Sin embargo, no conviene exagerar la distancia entre estos modelos; las democracias liberales contemporáneas combinan rasgos de las dos. Desde luego, los ciudadanos tienen derechos inalienables protegidos por el Estado, incluido el derecho a tomar parte en el proceso político en los términos de la democracia representativa. Y esos mismos ciudadanos tienen el deber de cumplir la ley. Además, se sobrentiende que los ciudadanos tienen deberes cívicos adicionales que la ley no exige, pero sin los cuales la democracia se marchita: informarse sobre los asuntos públicos, ir a votar, anteponer los intereses generales al interés particular a la hora decidir ese voto, mostrar tolerancia hacia otras formas de vida y respeto por las opiniones ajenas, ser razonable en el trato con los demás. Esto quiere decir que el buen ciudadano de hoy se parece poco al de ayer; el republicanismo clásico elogiaba más bien la valentía, la austeridad, el honor o el patriotismo. Tal como sugiere el politólogo William Galston, la enumeración de las virtudes morales del ciudadano dependerá del tipo de régimen político de que se trate: ser buen ciudadano de la República Democrática Alemana exigía delatar a los compatriotas que recelasen del régimen comunista, mientras que el ciudadano de una democracia a quien se llama a combatir en una guerra puede verse obligado a realizar actos poco edificantes.

Si bien se mira, el modelo republicano no puede aplicarse en una sociedad de masas que se parece muy poco a las pequeñas comunidades políticas donde llegó a florecer. En lo que Benjamin Constant llamaba “grandes Estados modernos”, los ciudadanos participan de manera menos directa en el Gobierno, dedicando la mayor parte de sus energías a realizarse en el plano personal. Somos ciudadanos, pero raramente creemos que ser ciudadanos sea lo más importante que somos. Por añadidura, las sociedades modernas carecen de la unidad moral necesaria para el funcionamiento eficaz de las instituciones republicanas. Claro que no es necesario renunciar a las virtudes morales; de ahí el interés que despierta la educación cívica como medio de producción de buenos ciudadanos. Pero acaso sea útil distinguir entre las virtudes requeridas para la supervivencia de la democracia (tolerancia, respeto a la ley, lealtad institucional) y las que procuran su florecimiento (fraternidad, afán participativo, antiautoritarismo). Cuanto mejores sean los ciudadanos de una democracia, mayor será la calidad de esta última. Y viceversa.
::::
§ **Ejercicio escrito A**: En el texto sobre la ciudadanía, ¿qué virtudes elogiaba el republicanismo clásico?

(Filas del conjunto de datos sobre dónde aparecen los objetos)
::::
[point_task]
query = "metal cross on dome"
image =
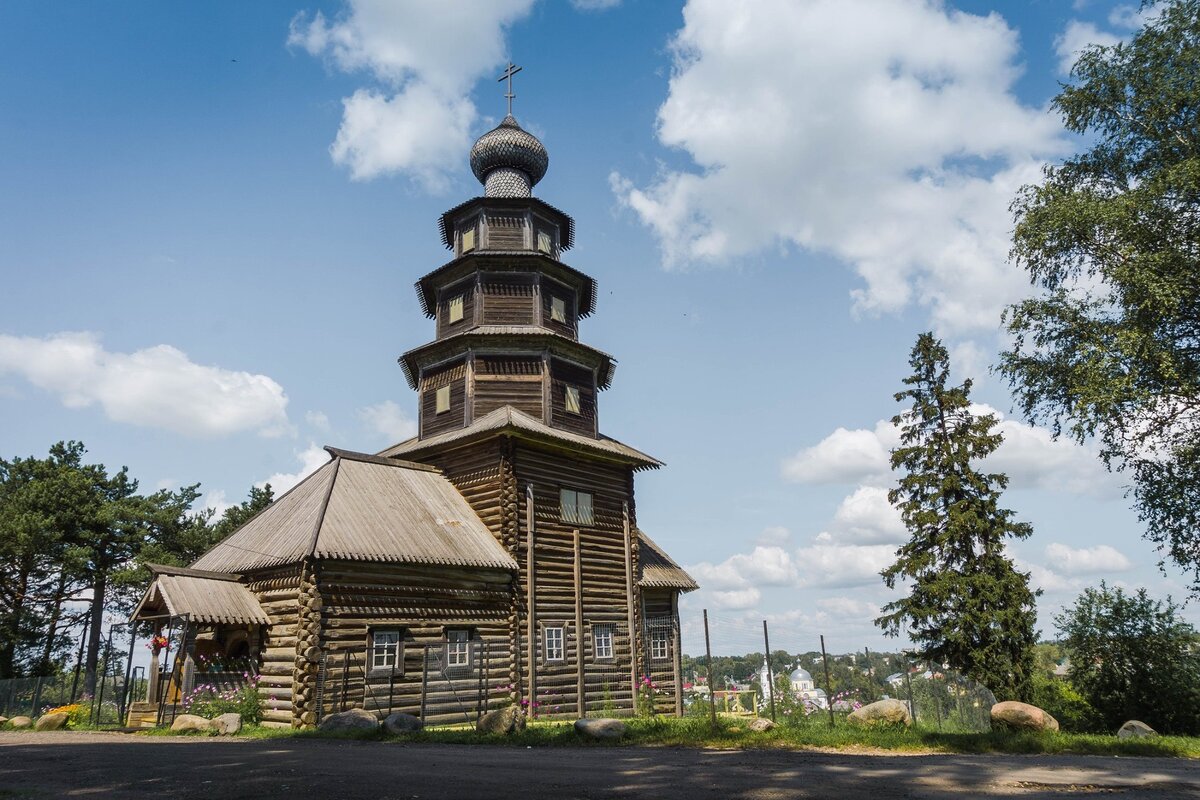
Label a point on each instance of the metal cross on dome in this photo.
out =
(511, 70)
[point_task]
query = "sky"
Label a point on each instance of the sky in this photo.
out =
(211, 217)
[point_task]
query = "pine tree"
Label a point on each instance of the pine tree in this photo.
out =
(969, 606)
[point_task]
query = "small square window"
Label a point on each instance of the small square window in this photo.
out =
(573, 400)
(575, 507)
(384, 649)
(553, 638)
(659, 645)
(457, 648)
(601, 641)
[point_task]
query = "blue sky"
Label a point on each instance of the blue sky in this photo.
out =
(211, 218)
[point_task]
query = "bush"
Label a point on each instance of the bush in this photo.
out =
(209, 701)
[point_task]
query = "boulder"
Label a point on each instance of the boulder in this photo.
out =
(888, 711)
(227, 725)
(191, 722)
(51, 721)
(400, 723)
(600, 728)
(1021, 716)
(352, 720)
(502, 721)
(1135, 729)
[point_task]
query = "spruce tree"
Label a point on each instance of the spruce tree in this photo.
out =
(969, 606)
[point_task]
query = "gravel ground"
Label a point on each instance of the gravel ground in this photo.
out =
(69, 764)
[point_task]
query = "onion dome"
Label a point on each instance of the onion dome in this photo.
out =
(508, 160)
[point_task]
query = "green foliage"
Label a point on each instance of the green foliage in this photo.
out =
(967, 605)
(1110, 348)
(209, 701)
(1133, 659)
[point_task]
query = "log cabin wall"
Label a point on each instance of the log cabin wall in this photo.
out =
(603, 576)
(423, 602)
(277, 593)
(509, 299)
(563, 374)
(455, 377)
(509, 380)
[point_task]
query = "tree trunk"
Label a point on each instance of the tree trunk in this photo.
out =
(97, 619)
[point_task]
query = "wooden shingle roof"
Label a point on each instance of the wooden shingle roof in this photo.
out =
(658, 570)
(363, 507)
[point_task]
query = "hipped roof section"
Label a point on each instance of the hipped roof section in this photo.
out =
(510, 421)
(659, 570)
(367, 509)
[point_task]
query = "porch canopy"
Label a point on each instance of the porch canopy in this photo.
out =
(205, 597)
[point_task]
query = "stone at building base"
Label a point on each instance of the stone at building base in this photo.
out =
(1021, 716)
(502, 721)
(1135, 729)
(51, 721)
(401, 723)
(227, 725)
(352, 720)
(191, 722)
(600, 728)
(881, 713)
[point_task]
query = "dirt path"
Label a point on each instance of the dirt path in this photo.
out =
(114, 765)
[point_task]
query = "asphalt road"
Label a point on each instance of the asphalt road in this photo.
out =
(115, 765)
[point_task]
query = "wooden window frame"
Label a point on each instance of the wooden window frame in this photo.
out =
(397, 650)
(561, 630)
(569, 394)
(569, 512)
(604, 631)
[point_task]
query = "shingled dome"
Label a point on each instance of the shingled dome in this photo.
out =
(508, 160)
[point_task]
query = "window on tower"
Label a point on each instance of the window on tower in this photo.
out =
(575, 506)
(573, 400)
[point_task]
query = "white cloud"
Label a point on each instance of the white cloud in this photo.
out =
(865, 517)
(1030, 456)
(1086, 560)
(389, 420)
(426, 54)
(845, 457)
(1075, 37)
(312, 458)
(843, 565)
(845, 126)
(157, 386)
(765, 566)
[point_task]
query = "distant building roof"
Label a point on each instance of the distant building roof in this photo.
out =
(363, 507)
(522, 425)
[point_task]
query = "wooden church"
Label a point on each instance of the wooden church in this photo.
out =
(492, 559)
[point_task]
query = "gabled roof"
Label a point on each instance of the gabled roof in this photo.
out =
(202, 596)
(363, 507)
(658, 570)
(515, 422)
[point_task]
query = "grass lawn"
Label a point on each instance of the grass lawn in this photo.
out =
(697, 732)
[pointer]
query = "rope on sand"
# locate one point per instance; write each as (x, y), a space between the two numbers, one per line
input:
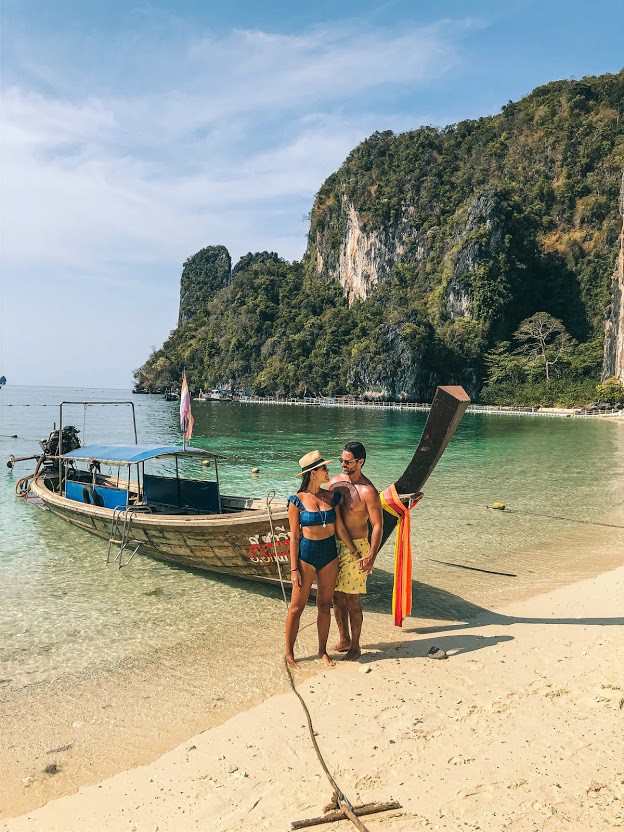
(339, 799)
::::
§ **Ejercicio escrito B**: Devuelve cada línea de las entradas en la que aparezca la palabra "lawn".

§ **Respuesta del ejercicio A**: La valentía, la austeridad, el honor o el patriotismo.

§ **Respuesta del ejercicio B**:
query = "grass lawn"
Label a point on each instance of the grass lawn in this photo.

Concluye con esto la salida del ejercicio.